● Work item: Write the entries out again exactly as they stand, but without the pictures.

(Source data)

◆ ◆ ◆ ◆ ◆ ◆ ◆

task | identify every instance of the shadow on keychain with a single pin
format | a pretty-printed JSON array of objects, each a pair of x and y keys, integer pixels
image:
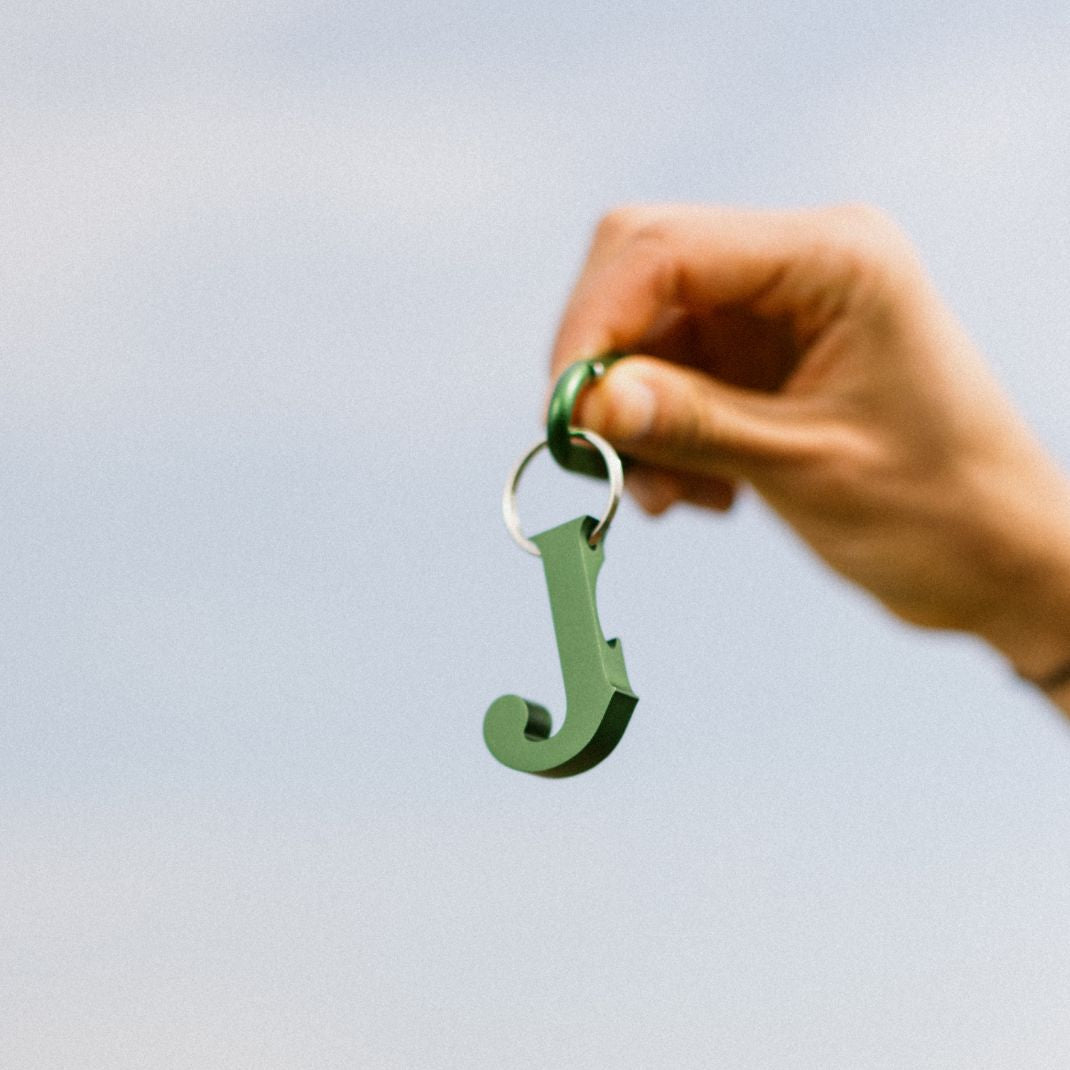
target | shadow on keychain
[{"x": 598, "y": 697}]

◆ ◆ ◆ ◆ ◆ ◆ ◆

● Output of the exercise:
task | identify every instance of the shadow on keychain with a single pin
format | a pretty-printed JSON array of objects, each a pair of x and y keys, integer pixels
image:
target | shadow on keychain
[{"x": 598, "y": 697}]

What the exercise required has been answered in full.